Goal of the exercise =>
Copy out all the entries word for word.

Data to use Block Start

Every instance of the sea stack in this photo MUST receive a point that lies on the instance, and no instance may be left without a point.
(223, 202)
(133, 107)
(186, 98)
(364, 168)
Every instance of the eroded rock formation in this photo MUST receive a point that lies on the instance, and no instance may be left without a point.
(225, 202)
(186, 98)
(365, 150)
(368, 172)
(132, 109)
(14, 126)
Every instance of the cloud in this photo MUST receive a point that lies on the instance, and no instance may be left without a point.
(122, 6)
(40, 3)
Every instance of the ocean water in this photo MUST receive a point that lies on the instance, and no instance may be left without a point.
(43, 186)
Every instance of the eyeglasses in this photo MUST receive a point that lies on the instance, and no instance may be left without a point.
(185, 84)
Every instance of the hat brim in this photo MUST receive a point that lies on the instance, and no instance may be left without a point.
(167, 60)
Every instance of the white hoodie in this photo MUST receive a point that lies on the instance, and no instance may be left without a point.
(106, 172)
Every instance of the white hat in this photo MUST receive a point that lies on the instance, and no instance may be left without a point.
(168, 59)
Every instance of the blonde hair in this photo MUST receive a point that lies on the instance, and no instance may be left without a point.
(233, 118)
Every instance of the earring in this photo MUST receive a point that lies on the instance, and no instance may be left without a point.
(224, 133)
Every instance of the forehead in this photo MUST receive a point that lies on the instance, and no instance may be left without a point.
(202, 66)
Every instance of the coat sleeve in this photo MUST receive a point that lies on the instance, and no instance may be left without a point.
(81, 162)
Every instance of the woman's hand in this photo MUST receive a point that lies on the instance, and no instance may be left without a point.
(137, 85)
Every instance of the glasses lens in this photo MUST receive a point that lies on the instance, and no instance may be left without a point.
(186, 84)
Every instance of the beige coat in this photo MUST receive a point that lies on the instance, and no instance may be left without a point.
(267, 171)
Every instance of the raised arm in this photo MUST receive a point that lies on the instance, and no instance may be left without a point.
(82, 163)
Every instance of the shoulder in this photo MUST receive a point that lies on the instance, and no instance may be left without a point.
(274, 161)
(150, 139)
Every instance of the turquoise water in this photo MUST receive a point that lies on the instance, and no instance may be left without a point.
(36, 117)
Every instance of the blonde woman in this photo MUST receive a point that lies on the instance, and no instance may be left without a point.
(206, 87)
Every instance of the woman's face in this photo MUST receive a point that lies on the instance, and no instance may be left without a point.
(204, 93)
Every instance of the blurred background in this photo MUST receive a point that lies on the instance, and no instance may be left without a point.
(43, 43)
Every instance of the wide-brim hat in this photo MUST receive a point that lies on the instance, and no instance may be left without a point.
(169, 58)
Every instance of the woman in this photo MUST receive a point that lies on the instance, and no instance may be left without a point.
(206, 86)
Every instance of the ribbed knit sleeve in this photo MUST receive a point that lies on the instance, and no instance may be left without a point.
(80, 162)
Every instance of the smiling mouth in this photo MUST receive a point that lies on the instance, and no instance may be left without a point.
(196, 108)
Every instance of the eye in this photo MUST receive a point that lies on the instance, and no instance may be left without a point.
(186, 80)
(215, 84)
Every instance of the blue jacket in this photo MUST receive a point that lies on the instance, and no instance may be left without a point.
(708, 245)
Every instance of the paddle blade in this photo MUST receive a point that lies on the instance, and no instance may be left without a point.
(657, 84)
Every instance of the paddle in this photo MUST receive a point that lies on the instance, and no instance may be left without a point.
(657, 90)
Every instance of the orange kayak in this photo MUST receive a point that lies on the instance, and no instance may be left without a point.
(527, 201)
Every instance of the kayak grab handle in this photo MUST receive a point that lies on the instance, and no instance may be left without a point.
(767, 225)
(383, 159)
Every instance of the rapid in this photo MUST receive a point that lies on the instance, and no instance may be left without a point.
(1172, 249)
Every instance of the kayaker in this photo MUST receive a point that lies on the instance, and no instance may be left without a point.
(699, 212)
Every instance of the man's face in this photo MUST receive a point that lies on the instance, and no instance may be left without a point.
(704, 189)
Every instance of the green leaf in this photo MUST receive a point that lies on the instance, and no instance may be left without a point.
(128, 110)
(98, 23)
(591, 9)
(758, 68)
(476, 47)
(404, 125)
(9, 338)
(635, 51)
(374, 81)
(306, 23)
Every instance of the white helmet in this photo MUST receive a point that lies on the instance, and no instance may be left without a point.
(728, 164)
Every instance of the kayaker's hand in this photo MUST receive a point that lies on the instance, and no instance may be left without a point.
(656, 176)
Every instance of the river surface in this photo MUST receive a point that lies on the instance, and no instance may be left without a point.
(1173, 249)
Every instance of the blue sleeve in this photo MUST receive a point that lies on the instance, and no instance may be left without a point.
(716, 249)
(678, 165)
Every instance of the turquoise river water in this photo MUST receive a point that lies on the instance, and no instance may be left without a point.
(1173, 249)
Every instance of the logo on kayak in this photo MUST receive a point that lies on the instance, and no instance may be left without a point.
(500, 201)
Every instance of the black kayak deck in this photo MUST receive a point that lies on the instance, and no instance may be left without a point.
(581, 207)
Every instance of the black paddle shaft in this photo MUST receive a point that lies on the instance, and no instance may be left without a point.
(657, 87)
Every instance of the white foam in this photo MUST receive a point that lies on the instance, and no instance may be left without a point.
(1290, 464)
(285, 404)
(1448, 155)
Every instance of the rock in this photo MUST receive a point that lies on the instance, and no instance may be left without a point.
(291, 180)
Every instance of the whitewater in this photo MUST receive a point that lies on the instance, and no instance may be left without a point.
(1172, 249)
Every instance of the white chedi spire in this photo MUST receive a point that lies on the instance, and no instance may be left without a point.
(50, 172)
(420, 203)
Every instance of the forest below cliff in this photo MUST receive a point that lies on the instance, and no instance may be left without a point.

Data to use Block End

Solution to the problem =>
Every instance of the sea stack in this photo MUST receive a point that lies on the instance, and no instance may be left without a point.
(223, 202)
(133, 107)
(186, 98)
(364, 168)
Every instance of the eroded rock formation in this photo MUST receive a point that lies on the instance, and no instance may be left without a point.
(225, 202)
(186, 98)
(365, 150)
(368, 172)
(132, 109)
(14, 126)
Every instance of the cloud in this photo MUST receive a point that lies on the instance, and no instance may be left without a point.
(122, 6)
(40, 3)
Every instance of the ocean water in this photo MUST receive a point that lies on the instance, and no instance may be left without a point.
(43, 186)
Every instance of the eyeglasses in this photo MUST receive a point that lies on the instance, and no instance may be left without a point.
(185, 84)
Every instance of the hat brim in this photo MUST receive a point that lies on the instance, and no instance may be left without a point.
(167, 60)
Every instance of the white hoodie in this photo MUST receive a point that lies on the instance, and no instance may be left without a point.
(106, 172)
Every instance of the white hat in this photo MUST receive a point that lies on the instance, and no instance may be left without a point.
(168, 59)
Every instance of the blonde hair in this photo MUST receive a point that lies on the instance, and no instance may be left without a point.
(233, 118)
Every instance of the earring in this photo MUST receive a point that lies on the instance, and no instance may be left without a point.
(224, 133)
Every instance of the forehead in this photo MUST receive a point that lies on the instance, and no instance may be left without a point.
(202, 66)
Every instance of the coat sleeve in this photo MUST receive a point that lies on the instance, and no instance may be left without a point.
(81, 162)
Every instance of the woman's hand in this photo MUST receive a point that lies on the instance, and no instance may be left without a point.
(137, 85)
Every instance of the glasses lens in this photo MUST receive a point that lies on the instance, and no instance may be left without a point.
(186, 84)
Every instance of the beige coat in this photo MUST receive a point that lies on the instance, and no instance may be left without a point.
(267, 171)
Every instance of the raised arm in this photo MUST receive a point that lies on the instance, and no instance may be left without a point.
(82, 163)
Every instance of the shoulder in this photo MUST receive a point that lies on the instance, and no instance may be left without a point.
(274, 161)
(150, 139)
Every instance of the turquoise water in this photo MUST receive a point that lies on the instance, and no instance may be left without a point.
(36, 117)
Every instance of the blonde woman in this photo MUST receive a point that lies on the instance, and no instance may be left without a point.
(206, 87)
Every instance of the woman's face in this photo MUST receive a point that lies on the instance, and no instance may be left without a point.
(204, 93)
Every instance of the blurred background in this photo MUST receive a point that lies on the instance, and no instance may be left without a point.
(43, 43)
Every instance of the wide-brim hat in this photo MUST receive a point that lies on the instance, and no instance may be left without a point.
(169, 58)
Every instance of the woman in this photo MUST receive a point that lies on the instance, and no instance may be left without a point.
(206, 86)
Every instance of the ribbed knit sleeve in this photo MUST receive a point that lies on the instance, and no instance may be left without a point.
(80, 162)
Every instance of the smiling mouth in this photo MUST receive a point that lies on the instance, and no instance may be left without a point.
(196, 108)
Every instance of the eye in this photo MUST receive a point that lies on the instance, and no instance may be left without a point.
(186, 80)
(215, 84)
Every instance of the blue jacket in this photo MUST receive a point that lies on the instance, and no instance may be left without a point.
(708, 245)
Every instance of the paddle blade in this photo MUST receive a point that lies on the instance, and no instance may be left without a point.
(657, 84)
Every instance of the paddle in this photo MUST receive a point that lies on the instance, and no instance may be left without a point.
(657, 90)
Every instance of the orange kayak in this photo MUST receive a point that lies on the instance, and no instance may be left without a point.
(527, 201)
Every instance of the kayak grab handle in this photo MUST receive a point that lies on the instance, and no instance may be left without a point.
(767, 225)
(383, 159)
Every instance of the rapid in this photo MUST receive a point that lies on the instance, and no instance may be left without a point.
(1172, 249)
Every instance of the kayaker in this photo MUST receive a point that lies on the instance, and no instance may be left without a point.
(699, 212)
Every instance of the man's face in this photo MUST receive a point that lies on the instance, and no instance may be left without a point.
(704, 189)
Every instance of the green leaf in this photo MUST receive a point that lies on the instance, and no instance may be left without a point.
(128, 110)
(98, 23)
(591, 9)
(758, 68)
(476, 47)
(404, 125)
(9, 338)
(635, 51)
(374, 81)
(306, 23)
Every instance of the white helmet in this photo MUST receive a point that lies on the instance, and no instance may be left without a point.
(728, 164)
Every instance of the kayaker's hand in this photo MUST receive a point that lies on the instance, and no instance may be left without a point.
(656, 176)
Every instance of the river surface in this photo MUST receive a point that lies on the instance, and no instance may be left without a point.
(1173, 249)
Every instance of the blue sleeve in this photo MUST receive a point that lies on the instance, and no instance may be left without a point.
(716, 249)
(678, 165)
Every instance of the turquoise river water in this photo MUST receive a point that lies on the instance, and no instance may be left without a point.
(1173, 249)
Every instance of the logo on kayak in this photo MUST receive a point that lies on the instance, and no instance may be left without a point.
(500, 201)
Every instance of the black kayak deck in this photo MUST receive a point that lies on the instance, and no instance may be left without a point.
(581, 207)
Every instance of the black paddle shaft in this photo MUST receive a point that lies on the instance, and no instance may be left without a point.
(657, 87)
Every instance of the white foam in this photo MUST receive a point that lies on the instance, and no instance may be left without a point.
(1290, 464)
(285, 404)
(1448, 155)
Every instance of the rock in this photo MUST receive a point that lies on the instance, and no instance may be left without a point.
(291, 180)
Every instance of the whitewater in this photo MUST receive a point that lies on the instance, and no instance may be left without a point.
(1172, 249)
Every instance of the white chedi spire in this photo MUST receive a point that lies on the instance, and no instance may be left without a point.
(50, 172)
(420, 203)
Every instance of the forest below cliff in this photo MUST receive a point that lies on the instance, and no instance may be left without a point.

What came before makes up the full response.